▸ **Records for the task**
Begin
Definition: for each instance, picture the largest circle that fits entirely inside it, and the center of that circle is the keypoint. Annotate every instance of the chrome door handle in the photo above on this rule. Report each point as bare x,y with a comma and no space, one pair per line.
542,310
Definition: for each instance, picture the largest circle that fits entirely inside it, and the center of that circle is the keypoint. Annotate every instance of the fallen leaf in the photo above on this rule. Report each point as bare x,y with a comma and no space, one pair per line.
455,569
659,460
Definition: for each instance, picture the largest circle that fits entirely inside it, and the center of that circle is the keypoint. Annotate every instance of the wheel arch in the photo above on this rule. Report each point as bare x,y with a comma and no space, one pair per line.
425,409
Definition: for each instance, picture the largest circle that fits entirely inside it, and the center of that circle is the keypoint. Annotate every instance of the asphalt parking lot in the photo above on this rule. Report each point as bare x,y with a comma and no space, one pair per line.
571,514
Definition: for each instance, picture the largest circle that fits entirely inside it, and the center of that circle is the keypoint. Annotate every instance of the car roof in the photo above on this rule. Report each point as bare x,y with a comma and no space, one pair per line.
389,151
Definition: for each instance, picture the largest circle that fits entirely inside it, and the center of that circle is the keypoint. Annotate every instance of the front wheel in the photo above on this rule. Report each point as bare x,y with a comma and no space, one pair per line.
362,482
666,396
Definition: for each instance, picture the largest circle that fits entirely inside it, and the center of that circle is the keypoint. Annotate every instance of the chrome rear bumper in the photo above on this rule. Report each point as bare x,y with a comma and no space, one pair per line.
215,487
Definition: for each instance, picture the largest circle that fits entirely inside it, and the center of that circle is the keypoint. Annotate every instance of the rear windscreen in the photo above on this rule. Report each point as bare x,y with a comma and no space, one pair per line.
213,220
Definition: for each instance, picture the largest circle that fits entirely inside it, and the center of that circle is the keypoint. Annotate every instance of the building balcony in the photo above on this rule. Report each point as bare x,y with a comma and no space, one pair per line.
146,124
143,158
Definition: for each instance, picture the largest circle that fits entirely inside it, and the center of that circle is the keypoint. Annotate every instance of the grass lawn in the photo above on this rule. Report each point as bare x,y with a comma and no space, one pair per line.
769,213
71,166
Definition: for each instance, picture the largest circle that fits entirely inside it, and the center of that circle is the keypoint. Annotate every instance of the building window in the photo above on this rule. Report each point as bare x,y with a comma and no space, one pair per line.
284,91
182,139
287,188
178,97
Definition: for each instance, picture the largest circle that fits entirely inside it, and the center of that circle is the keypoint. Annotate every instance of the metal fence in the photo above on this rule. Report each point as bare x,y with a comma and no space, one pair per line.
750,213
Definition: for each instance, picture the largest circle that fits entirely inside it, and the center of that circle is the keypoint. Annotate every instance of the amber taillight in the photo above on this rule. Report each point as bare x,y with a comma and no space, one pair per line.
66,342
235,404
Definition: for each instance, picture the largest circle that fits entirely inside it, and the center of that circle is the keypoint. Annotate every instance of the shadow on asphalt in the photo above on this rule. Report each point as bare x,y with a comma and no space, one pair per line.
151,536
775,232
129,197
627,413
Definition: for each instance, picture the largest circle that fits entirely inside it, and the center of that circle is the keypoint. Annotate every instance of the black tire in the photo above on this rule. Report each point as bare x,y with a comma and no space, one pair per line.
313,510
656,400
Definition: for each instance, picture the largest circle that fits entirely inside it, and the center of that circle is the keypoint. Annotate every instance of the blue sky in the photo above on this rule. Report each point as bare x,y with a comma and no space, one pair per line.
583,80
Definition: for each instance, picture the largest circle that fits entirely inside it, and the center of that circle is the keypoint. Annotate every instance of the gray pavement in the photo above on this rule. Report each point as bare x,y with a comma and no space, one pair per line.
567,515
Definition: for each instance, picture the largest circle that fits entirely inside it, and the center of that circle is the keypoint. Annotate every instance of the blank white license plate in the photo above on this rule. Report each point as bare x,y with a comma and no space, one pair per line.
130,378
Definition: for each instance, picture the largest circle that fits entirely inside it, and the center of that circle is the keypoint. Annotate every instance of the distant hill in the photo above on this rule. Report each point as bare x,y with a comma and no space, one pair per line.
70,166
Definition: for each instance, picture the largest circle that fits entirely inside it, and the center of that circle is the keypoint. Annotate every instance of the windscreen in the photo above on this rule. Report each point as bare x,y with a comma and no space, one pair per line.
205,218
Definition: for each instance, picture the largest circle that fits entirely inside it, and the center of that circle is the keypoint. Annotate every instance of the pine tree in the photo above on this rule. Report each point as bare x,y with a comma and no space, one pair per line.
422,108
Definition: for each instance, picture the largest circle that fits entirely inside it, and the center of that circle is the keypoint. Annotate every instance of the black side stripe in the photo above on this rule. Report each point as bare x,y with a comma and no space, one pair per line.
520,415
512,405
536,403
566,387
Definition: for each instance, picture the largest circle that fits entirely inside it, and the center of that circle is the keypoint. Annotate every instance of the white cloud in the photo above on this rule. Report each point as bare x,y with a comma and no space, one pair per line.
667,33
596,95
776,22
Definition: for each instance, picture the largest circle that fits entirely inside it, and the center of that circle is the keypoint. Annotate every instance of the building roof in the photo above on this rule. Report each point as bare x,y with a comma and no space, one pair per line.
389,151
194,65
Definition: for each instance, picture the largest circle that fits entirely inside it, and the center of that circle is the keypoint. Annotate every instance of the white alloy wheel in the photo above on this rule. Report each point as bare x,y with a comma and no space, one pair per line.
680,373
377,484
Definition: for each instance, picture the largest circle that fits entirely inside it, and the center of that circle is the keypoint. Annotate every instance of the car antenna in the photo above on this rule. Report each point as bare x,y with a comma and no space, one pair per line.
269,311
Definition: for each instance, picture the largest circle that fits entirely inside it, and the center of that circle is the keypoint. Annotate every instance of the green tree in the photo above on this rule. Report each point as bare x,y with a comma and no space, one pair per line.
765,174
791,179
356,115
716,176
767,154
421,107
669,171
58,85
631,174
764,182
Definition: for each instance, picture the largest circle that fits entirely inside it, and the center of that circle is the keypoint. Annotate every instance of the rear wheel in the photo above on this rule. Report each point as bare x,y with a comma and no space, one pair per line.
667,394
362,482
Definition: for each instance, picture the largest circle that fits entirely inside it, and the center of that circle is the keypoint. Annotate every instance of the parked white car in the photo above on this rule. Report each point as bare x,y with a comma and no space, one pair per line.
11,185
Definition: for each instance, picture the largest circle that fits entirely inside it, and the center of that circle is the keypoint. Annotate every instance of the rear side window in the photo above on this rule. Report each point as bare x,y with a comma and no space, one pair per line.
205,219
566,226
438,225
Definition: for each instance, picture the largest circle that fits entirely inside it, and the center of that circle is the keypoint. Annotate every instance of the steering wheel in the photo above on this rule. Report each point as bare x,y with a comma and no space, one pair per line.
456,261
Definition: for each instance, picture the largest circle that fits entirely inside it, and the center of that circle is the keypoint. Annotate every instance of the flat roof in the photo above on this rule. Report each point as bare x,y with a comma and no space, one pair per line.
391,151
End
▸ **Problem details**
Faithfully transcribe the whole of the data.

▸ **Written solution**
Definition: for each instance, picture the largest circle that fits entirely inside it, and the center of that circle is the keypoint. Annotate every instance of the chrome door handle in the photo above on this rule. Report each point as bare x,y with a comma and no space, one pair per line.
542,310
Definition: for each instance, picture the largest circle that fits entirely inside it, and the center of that circle is the keypoint. Annotate every instance of the fallen leaf in the photo above on this rule. Report each point as bare x,y with a comma and no space, one pair per line.
455,569
659,460
Definition: for each instance, picture the largest circle that fits entirely inside it, and the center of that circle is the keypoint. Annotate every instance of the wheel arch in the photo above on this rule. Report each point as bare x,y with a comma and no space, one pair per line.
425,409
Definition: for each instance, picture the largest circle that fits entirely inside it, and the center of that circle is the keypoint. Annotate every instance of the asphalt parking lot in the photo above on this rule. Report each point as bare x,y with a comma and no space, one pair per line.
571,514
Definition: for each instance, picture the largest circle that fits entirely inside it, and the center of that circle is the keypoint. Annotate every instance of the car roof in the photo above on this rule. Report each point as bare x,y with a comma and no space, one pair per line.
389,151
Definition: for each instance, picture the largest circle that fits entirely inside it, and the center of that circle is the keypoint. Annotate every instance of the front wheel in the photo above on this rule. Report each point as bare x,y with a comma and no space, one pair per line.
362,482
666,396
Definition: for each instance, picture the largest circle that fits entirely inside it, and the center of that circle is the keypoint. Annotate every instance of the chrome rear bumper in the photo above on this rule. Report each point as bare x,y with a comma and no space, one pair per line.
215,487
Definition: for each instance, picture the largest circle that fits entirely inside it, and the center of that circle is the keypoint. Annotate every instance of the rear windscreen in the photo above on this rule. Report each point as bare x,y with a comma and no space, one pair per line.
213,220
Definition: for each instance, picture the largest circle that fits entirely inside it, and the center of that circle is the keypoint. Annotate every instance of the building balcony in the photo above on this rule. Report each point as bare x,y with a comma and no space, one pair per line.
146,124
143,158
Definition: for each instance, picture the largest circle that fits entirely inside it, and the center of that circle is the keypoint. Annotate every instance of the grass lawn in the photo above on this rule. Report each point as bare x,y with a comma and no space, one pair per line.
769,213
71,166
Definition: for each instance, picture the largest circle that fits entirely inside it, and the center of that circle is the keypoint. Annotate every instance of the building window in the photo above on this rule. Report each point as bare x,y with a comma and no space, one pair per line.
284,91
182,139
287,188
178,97
Definition: for each instance, picture the largest circle that fits entirely inside it, and the center of that circle is the keypoint. Annotate every instance of the metal fence in the photo above on this rule. Report each point as bare x,y with a comma and no space, one pair per line.
750,213
Definition: for each instance, picture the largest circle that fits entirely inside it, and the center of that circle is the keypoint. Annotate every instance of the amber taillight in the photo above on this rule. Report each point as bare x,y with a comma and no space, one pair per line.
66,342
235,404
Definition: for each instance, picture the largest circle that fits entirely inside it, and the center of that circle is the keypoint. Annotate every instance of the shadow on asphalt in the photo above on this rule. Report each point as bare x,y with a comma and no space, one pair per line.
151,536
775,232
129,197
627,413
Definition: for each instance, picture the largest circle that fits entirely inside it, and the center of that circle is the keypoint. Annotate every instance of the black tire in the photo above on this rule. Report each point as bare x,y with a comma and no space, one pair per line.
313,510
656,400
Definition: for each instance, picture the largest circle that fits entirely inside it, and the center of that circle is the keypoint. Annotate every instance of the blue sky in the photo above on this rule. Report each point as bare x,y with a comma and no space, one pair per line.
583,80
Definition: for each instance, picture the largest circle that fits entirely inside it, and the center of that circle is the keypoint. Annotate every instance of the gray pavement in the photo above on this rule. Report each point as bare x,y with a comma and no space, one pair per line.
567,515
Definition: for each instance, picture the largest circle that fits entirely inside it, and the center of that circle is the keypoint. Annotate every instance of the blank white license plate in the photo above on this rule. Report each point as bare x,y with a comma and no space, one pair per line.
130,378
Definition: for each instance, picture the largest circle that fits entirely inside it, and the center of that circle is the keypoint. Annotate every instance of the distant hill in the photo above on this rule. Report each point as bare x,y with a comma and no space, one pair per line.
70,166
Definition: for each instance, picture the largest circle that fits entirely inside it, and the center of that circle is the keypoint. Annotate every instance of the windscreen in the photo above on this rule. Report each point as bare x,y with a comma and no space, one pair per line.
205,218
Definition: for each instance, picture the largest circle that fits entirely inside it, and the center of that circle is the keypoint. Annotate every instance of the pine tree in the photo above on this rule. Report each point as bare x,y with a comma and no space, one pair per line.
422,108
Definition: for each instance, picture the largest circle that fits entirely inside it, and the center of that circle is the keypoint. Annotate every instance of the black side stripe in the photo above on this rule. Report each point as bare x,y with a comma and no space, one pair per line.
520,415
512,405
536,403
566,387
Definition: for each instance, picture the largest circle that fits entirely inside it, and the center of that circle is the keypoint. Annotate every instance of the white cloud in the photo above on this rule. Report each point as bare x,y with a comma and no space, one pair per line.
667,33
596,95
776,22
Definition: for each instance, picture the largest circle that fits entirely inside it, and the center of that circle is the keypoint. Annotate every instance of the building roof in the photo above on this rule. Report each point as bare x,y with a comma and no space, one pair per line.
389,151
194,65
Definition: for each instance, picture the largest circle that fits entirely inside it, and the center of that circle is the keypoint. Annotate every instance of the white alloy wheel in the photo above on this rule. Report each point as bare x,y with a comma and no space, one pair per line.
680,373
377,484
Definition: for each instance, picture the largest circle that fits entirely inside it, and the center of that circle is the keypoint. Annotate every instance of the car antenna in the photo above on this rule. Report each point as bare x,y with a comma and no space, one pair per line.
269,311
Definition: for each instance, picture the largest circle that fits entirely inside it, and the center of that circle is the keypoint. Annotate every instance of the green tree in the photo above on this rule. Report each point as bare x,y with a comma and no space, one pair per line.
765,174
791,179
356,115
716,176
767,154
421,107
669,171
58,85
631,174
764,182
Definition: for each instance, picture the largest circle that fits entirely inside it, and the center of that circle is the keypoint. Annotate every instance of the rear wheel in the photo above on this rule. Report each point as bare x,y with a comma and no space, one pair per line.
667,394
362,482
Definition: for each instance, picture the largest circle that fits entirely inside it, and the center of that circle is the keypoint. Annotate every instance of the parked white car in the photo above on this rule. Report each point as bare x,y with a comma and no space, one pair per line.
11,185
Definition: for each instance, picture the largest circle that fits entirely inside it, and the center of that circle is the keypoint. Annotate every instance of the rear side window in the photo above on this rule. Report each point as bare x,y with a comma and no space, one pair per line.
205,219
566,226
438,225
Definition: for each instance, picture the largest circle that fits entirely inside it, and the center of that circle is the keypoint. Annotate every instance of the steering wheel in the photo above on this rule. Report each point as bare x,y with a comma and no space, one pair per line.
456,261
Definition: for each instance, picture the largest circle that fits entirely inside it, and the center of that circle is the keypoint. Annotate every instance of the flat roof in the photo above on this rule. Report each point as bare x,y with a comma and no space, one pair per line.
391,151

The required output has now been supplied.